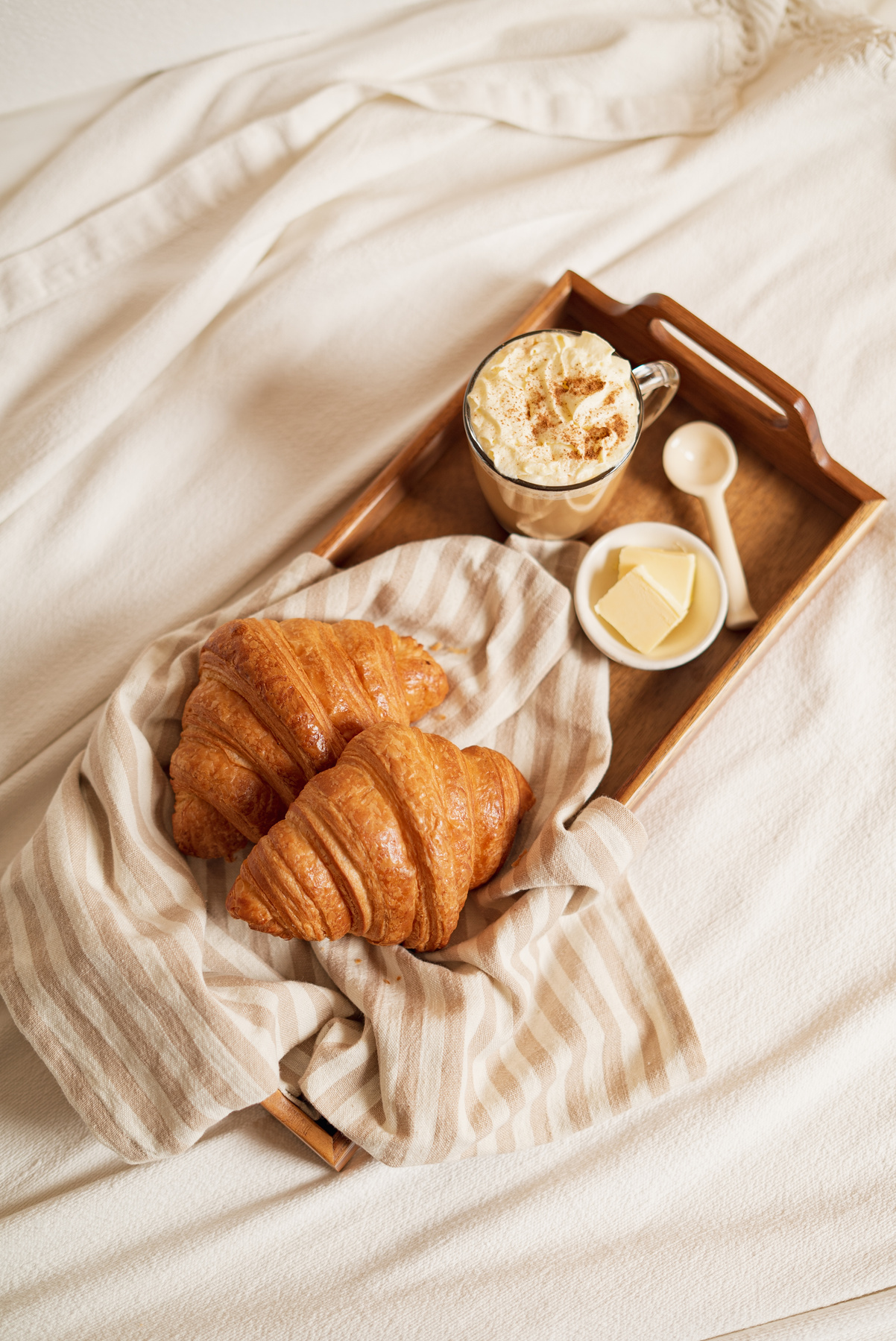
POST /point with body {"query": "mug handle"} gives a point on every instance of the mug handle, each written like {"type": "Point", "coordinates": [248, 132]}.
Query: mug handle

#####

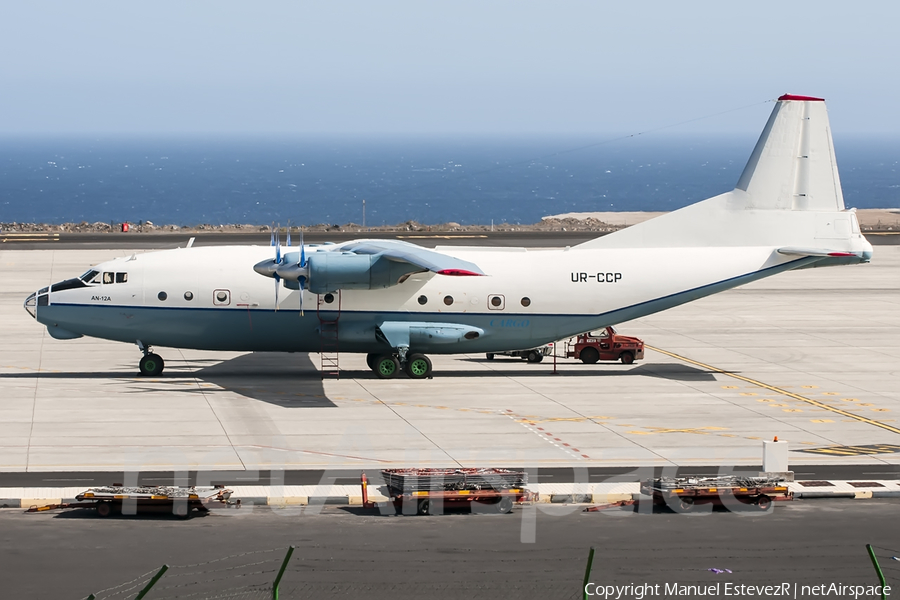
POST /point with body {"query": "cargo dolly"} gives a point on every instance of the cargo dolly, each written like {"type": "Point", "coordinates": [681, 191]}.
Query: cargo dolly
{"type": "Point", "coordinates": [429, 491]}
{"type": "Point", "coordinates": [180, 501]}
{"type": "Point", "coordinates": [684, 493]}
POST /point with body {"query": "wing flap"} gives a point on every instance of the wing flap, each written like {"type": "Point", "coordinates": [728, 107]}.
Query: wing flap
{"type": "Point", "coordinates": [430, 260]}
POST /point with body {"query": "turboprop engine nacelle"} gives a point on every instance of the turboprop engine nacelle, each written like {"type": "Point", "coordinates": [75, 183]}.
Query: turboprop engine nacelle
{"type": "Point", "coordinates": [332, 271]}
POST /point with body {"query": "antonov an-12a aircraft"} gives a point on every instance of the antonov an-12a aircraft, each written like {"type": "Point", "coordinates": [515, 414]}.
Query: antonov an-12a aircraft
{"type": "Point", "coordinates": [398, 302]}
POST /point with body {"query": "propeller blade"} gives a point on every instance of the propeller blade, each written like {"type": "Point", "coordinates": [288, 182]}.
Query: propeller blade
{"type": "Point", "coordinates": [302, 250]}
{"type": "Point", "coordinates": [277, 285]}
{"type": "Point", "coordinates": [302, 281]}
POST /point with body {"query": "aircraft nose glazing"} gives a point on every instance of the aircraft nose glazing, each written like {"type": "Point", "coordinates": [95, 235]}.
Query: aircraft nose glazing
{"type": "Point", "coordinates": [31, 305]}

#####

_Exercise instructions_: Render the data from the line with "mug handle, each" to the line with "Query: mug handle" as a JSON list of strings, one string per line, with blank lines left out.

_Response below_:
[
  "POST /point with body {\"query\": \"mug handle\"} gives a point on every instance of the mug handle, each written like {\"type\": \"Point\", \"coordinates\": [248, 132]}.",
  "Query: mug handle"
]